**SHORT PROBLEM:** Give the data below again, word for word.

**Items listed in a dataset:**
— BEGIN —

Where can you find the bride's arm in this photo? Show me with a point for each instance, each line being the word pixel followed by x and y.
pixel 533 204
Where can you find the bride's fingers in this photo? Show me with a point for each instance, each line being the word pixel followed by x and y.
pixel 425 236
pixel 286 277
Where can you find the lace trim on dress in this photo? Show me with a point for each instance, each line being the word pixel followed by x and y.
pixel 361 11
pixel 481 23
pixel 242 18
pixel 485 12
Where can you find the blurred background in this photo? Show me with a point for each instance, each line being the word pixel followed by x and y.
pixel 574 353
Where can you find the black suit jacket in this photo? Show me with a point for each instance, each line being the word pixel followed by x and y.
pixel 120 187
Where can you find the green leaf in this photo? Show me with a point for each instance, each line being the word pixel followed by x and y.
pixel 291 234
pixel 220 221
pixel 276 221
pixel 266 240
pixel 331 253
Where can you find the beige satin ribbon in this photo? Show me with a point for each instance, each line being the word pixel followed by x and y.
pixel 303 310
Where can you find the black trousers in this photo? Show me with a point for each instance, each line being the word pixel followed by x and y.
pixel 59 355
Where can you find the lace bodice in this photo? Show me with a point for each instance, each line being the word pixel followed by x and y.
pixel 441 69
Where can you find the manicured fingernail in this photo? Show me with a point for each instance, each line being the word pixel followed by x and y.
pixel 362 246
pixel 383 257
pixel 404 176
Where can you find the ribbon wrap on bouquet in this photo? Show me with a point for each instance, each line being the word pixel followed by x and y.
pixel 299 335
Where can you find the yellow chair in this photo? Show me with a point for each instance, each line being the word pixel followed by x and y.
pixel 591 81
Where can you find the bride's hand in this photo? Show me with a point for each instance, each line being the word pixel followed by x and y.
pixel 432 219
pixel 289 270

— END —

**RESULT BELOW:**
Where can you find the bride's arm in this photo? Show me with a point for each instance, each line being the word pixel followed by x and y.
pixel 533 204
Where can you find the bride's fingers in this photo? Show me with a point for each instance, each line being the word pixel followed by x and y.
pixel 425 236
pixel 286 277
Where can you find the lace trim on dress in this photo? Show me with a point for each instance, each line being the word pixel followed by x and y.
pixel 361 11
pixel 481 23
pixel 242 18
pixel 485 12
Where can you find the blurred background in this photo? Show me with a point for each instance, each line being the word pixel followed by x and y.
pixel 574 353
Where can you find the black suit jacket in this photo? Show me with a point for each instance, each line being the word pixel followed by x and y.
pixel 120 187
Where can you find the green leaf in this photo? Show me with a point for each instance, each line being the word pixel followed by x and y.
pixel 291 234
pixel 220 221
pixel 276 221
pixel 266 240
pixel 331 253
Where can you find the beige satin ribbon in this photo? Show me with a point for each instance, each line being the word pixel followed by x and y.
pixel 303 310
Where can you find the black trousers in this photo? Show me with a point for each instance, each line being the word pixel followed by x and y.
pixel 59 355
Where can you find the lace bodice in this photo? Show me with a point for each instance, each line being the word pixel followed by x and y.
pixel 441 69
Where can you find the manicured fingernail in this photo? Show me with a point for each instance, each line being the word pixel followed by x and y.
pixel 362 246
pixel 383 257
pixel 404 176
Where can you find the ribbon wrap on bouquet in this photo? Show me with a point for each instance, each line being the word pixel followed by x and y.
pixel 299 335
Where can you find the yellow chair in this photo? Show me with a point for each instance, each line being the word pixel followed by x and y.
pixel 591 81
Where can you find the bride's hand in this photo? Show me with a point for each instance, each line being the word pixel followed by x and y.
pixel 432 219
pixel 289 270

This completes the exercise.